Penyamarataan Matktul Al-Quran Membuat Mahasiswa Non-Muslim Harus Mengulang Mata Kuliah

Penulis: Sabar Aliansyah Panjaitan

Gagasanonline.com – “Kalau kamu sekolah harus mencapai apapun yang kamu inginkan. Jangan lihat latar belakang sekolah itu seperti apa. Karena sekolah itu tidak bisa membuat kamu sukses tapi kamu sendiri yang membuat kamu sukses,” ujar Karin, bukan nama sebenarnya, sembari mengingat kembali nasihat gurunya sewaktu duduk di bangku sekolah.

Ucapan tersebut hingga kini masih tertanam di benak Karin, seakan menjadi magnet penyemangat dirinya untuk tetap bertahan dan belajar di salah satu Universitas Islam Negeri (UIN), ucapan tersebut terlontar dari bibir gurunya ketika dia masih sekolah di salah salah satu SMA Negeri di Provinsi Riau.

Karin sendiri merupakan seorang mahasiswi di Universitas Islam Negeri, di bawah naungan Kementerian Agama Republik Indonesia (Kemenag RI). Dengan berlatar belakang agama Kristen, dirinya menjadi mahasiwi minoritas di kampus yang didominasi oleh mahasiswa muslim tersebut.

Seperti mahasiwi pada umumnya, tidak ada hal mencolok yang menandakan dirinya bukan muslim, baik dari segi berpakaian maupun penampilannya. Sebab di kampus tersebut, baik muslim maupun yang bukan harus mematuhi peraturan yang ada yaitu berpakaian islami dan memakai jlbab.

Sehingga hampir dua semester banyak dari temannya tidak menyadari kehadirannya. Kecuali pada suatu ketika seorang dosen pengempun mata kuliah studi Al-Quran yang bertanya soal status agama mahasiwanya di tengah-tengah pemebelajaran.

“Mungkin tujuannya untuk menyesuaikan penjelasan matkul tersebut dengan kondisi tiap mahasiwanya,” ujar Karin mengenang kembali masa tersebut. Namun, hal tersebut justru tidak menguntungkannya. Sebab dari perkenalan tersebut banyak dari teman sekelasnya yang merasa heran, ada yang menatapnya dengan sinis bahkan menjauh karena mengetahui dirinya non-muslim sendiri di kelas tersebut.

“Kalau sekarang sudah diterima tapi ada sebagian yang masih menjaga jarak,” ujar Karin

Awal Perjalanan

Masuk di kampus negeri memang sudah menjadi impiannya sejak dulu, sehingga pada jalur SNMPTN ia sudah mantap memilih dua kampus negeri. Dia lolos pada pilihan kedua, yaitu kampus Islam negeri di jurusan Psikologi yang sifatnya umum.

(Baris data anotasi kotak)
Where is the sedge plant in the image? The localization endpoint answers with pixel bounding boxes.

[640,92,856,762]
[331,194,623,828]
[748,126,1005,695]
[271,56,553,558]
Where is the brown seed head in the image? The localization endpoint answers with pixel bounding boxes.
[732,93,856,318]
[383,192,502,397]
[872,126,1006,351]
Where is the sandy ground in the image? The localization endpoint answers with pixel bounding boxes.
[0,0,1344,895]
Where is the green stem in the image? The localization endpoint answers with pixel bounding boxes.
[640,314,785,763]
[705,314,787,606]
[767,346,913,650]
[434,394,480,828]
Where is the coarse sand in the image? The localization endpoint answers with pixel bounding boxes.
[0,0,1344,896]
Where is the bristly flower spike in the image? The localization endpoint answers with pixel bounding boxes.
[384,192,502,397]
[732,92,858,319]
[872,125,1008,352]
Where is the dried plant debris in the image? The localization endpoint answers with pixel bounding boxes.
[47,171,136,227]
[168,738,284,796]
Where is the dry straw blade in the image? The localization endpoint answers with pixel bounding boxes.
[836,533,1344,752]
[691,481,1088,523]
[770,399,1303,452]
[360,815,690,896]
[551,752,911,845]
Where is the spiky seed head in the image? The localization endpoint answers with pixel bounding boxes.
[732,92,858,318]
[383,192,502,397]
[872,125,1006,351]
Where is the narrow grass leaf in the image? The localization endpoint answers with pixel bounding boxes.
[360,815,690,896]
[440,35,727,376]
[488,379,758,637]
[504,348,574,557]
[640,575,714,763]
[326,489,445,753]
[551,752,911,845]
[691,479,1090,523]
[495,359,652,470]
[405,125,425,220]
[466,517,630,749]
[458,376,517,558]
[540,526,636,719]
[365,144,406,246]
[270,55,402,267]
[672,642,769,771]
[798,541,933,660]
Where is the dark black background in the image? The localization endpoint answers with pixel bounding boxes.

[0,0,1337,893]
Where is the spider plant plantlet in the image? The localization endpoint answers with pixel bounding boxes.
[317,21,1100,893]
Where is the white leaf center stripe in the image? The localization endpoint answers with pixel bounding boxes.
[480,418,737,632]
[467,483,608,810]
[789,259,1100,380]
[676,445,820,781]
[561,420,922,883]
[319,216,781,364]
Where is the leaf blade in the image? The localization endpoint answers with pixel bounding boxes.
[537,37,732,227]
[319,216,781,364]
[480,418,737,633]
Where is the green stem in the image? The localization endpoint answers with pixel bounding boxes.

**Tugas yang Dikerjakan**
(1) Menurut artikel tentang mahasiswi non-Muslim di UIN, Karin diterima di jurusan apa lewat jalur SNMPTN?
(2) Ketik ulang bagian artikel tentang mahasiswi non-Muslim di UIN, mulai dari "Penyamarataan Matktul Al-Quran" sampai dengan "di Provinsi Riau.", kedua bagian itu ikut disalin, tanpa mengubah apa pun.
(3) Lanjutkan tulisan artikel tentang mahasiswi non-Muslim di UIN, mulai setelah kalimat terakhirnya.

**Kumpulan Jawaban**
(1) Karin diterima di jurusan Psikologi di kampus Islam negeri, yaitu pilihan keduanya.

(2)
Penyamarataan Matktul Al-Quran Membuat Mahasiswa Non-Muslim Harus Mengulang Mata Kuliah

Penulis: Sabar Aliansyah Panjaitan

Gagasanonline.com – “Kalau kamu sekolah harus mencapai apapun yang kamu inginkan. Jangan lihat latar belakang sekolah itu seperti apa. Karena sekolah itu tidak bisa membuat kamu sukses tapi kamu sendiri yang membuat kamu sukses,” ujar Karin, bukan nama sebenarnya, sembari mengingat kembali nasihat gurunya sewaktu duduk di bangku sekolah.

Ucapan tersebut hingga kini masih tertanam di benak Karin, seakan menjadi magnet penyemangat dirinya untuk tetap bertahan dan belajar di salah satu Universitas Islam Negeri (UIN), ucapan tersebut terlontar dari bibir gurunya ketika dia masih sekolah di salah salah satu SMA Negeri di Provinsi Riau.

(3)
Dia tidak bisa menolak, karena jika dilihat peraturan dari LTMPT sendiri, bagi calon mahasisa yang telah dinyatakan lolos seleksi SNPTN dan tidak melakukan daftar ulang, maka akan berdampak pada peserta tersebut dan juga terhadap sekolah.

Di antaranya, tidak bisa mendaftar UTBK SBMPTN tahun tersebut, tidak bisa daftar seleksi masuk jalur mandiri di perguruan tinggi yang mensyaratkan nilai UTBK, tidak bisa ikut UTBK SBMPTN selama tiga tahun, dan dampak pada sekolah terkait SNMPTN selanjutnya dari masing-masing perguruan tinggi. Sehingga mau tidak mau ia harus menerima konsekuensi tersebut.

Meski sudah mencari tahu terkait konsekuensi yang akan dihadapinya saat kuliah di kampus tersebut, ternyata pengetahuannya tersebut belum cukup mendalam. Masih banyak konsekuensi yang harus dihadapinya bukan hanya menegenakan pakaian yang tertutup dan berhijab saja.

Bahkan terkait mata kuliah wajib yang di tetapkan oleh universitas tersebut yang jauh dari antisipasinya, seperti mata kuliah Al-Quran, hadist dan tahsin. Namun Karin tetap maklum dan tidak mejadi masalah karena menurutnya bagaimana pun kampus tersebut berada di bawah Kementrian Agama.

Menghafal Lewat Youtube

“Sebisa mungkin pelajarannya saya ikuti, banyak tidak pahamnya juga, kadang belajar sendiri dari internet, teman dan bertanya kepada dosen,” ujar Karin.

Di semester ketiga perkuliahan, Karin mulai terkendala dengan banyaknya hafalan yang diberikan oleh dosen pengampu mata kuliah, dengan lidah yang tak terbiasa melafazkan huruf hijaiyah wajar saja bila ia harus terbata-bata membaca dan melafazkan tugas hafalan yang diberikan dosen.

“Kadang-kadang dosen menginginkan hafalan untuk tugasnya. seperti hafalan ayat-ayat Al- Quran, zikir dan juga doa,” ujar Karin

Berbagai macam cara telah dilakukan Karin supaya dia mampu melafazkan ayat-ayat tersebut meski tidak begitu fasih seperti mahasiswa lainnya. Namun ia tetap berusaha agar tidak mendapat nilai jelek di mata kuliah yang bersangkutan.

Misalnya, ketika diberikan hafalan Al-Quran ia lebih banyak belajar melalui YouTube dengah berulang kali memutar murattal yang sama, dengan sesekali ikut melafazkannya secara berlahan dan mengulanginya terus menerus.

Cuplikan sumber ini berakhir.